## [Entries shown]
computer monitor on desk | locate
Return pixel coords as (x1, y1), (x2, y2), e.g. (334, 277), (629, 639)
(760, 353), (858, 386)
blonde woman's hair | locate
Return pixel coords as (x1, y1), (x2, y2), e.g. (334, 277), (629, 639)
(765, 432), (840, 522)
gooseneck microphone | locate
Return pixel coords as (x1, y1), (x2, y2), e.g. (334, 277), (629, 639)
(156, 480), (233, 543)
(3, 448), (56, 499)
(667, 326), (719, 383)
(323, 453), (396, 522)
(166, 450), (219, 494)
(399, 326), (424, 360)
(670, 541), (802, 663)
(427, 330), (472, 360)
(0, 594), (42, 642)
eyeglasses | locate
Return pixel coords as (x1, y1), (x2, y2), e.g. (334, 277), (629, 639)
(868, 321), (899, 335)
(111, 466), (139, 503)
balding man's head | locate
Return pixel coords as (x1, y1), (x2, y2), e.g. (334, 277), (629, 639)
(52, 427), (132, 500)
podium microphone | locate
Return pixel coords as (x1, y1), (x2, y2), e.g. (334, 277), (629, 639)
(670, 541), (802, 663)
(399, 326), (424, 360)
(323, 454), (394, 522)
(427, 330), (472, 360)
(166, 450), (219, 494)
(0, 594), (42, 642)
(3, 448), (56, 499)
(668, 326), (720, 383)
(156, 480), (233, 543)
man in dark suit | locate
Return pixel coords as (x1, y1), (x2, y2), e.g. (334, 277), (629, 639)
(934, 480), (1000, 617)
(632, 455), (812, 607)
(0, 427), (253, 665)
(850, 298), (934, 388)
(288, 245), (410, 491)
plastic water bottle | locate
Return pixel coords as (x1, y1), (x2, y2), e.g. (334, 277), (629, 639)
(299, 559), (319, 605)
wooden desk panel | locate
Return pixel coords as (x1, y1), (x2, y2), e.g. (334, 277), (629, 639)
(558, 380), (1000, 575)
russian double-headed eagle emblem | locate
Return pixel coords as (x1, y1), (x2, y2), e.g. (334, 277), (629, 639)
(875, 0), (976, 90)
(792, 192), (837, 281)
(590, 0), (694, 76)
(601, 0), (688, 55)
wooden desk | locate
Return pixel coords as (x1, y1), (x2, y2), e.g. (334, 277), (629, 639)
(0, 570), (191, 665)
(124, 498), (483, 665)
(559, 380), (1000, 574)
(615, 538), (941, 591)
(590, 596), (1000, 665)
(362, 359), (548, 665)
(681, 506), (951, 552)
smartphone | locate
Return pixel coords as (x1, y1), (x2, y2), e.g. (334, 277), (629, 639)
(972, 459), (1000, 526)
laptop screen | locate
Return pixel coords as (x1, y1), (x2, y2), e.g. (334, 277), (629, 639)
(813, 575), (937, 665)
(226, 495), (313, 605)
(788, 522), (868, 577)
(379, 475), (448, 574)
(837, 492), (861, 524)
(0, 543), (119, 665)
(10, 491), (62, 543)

## [Required task]
Could you give back, word for word, the lines from the one containing "russian double-headed eagle emblem | locate" through the one containing "(601, 0), (688, 55)", including both of those lines?

## [Finished exercise]
russian double-headed eagle emblem | locate
Return pixel coords as (x1, y1), (x2, y2), e.g. (334, 277), (629, 639)
(875, 0), (976, 90)
(792, 192), (837, 281)
(590, 0), (694, 76)
(601, 0), (688, 55)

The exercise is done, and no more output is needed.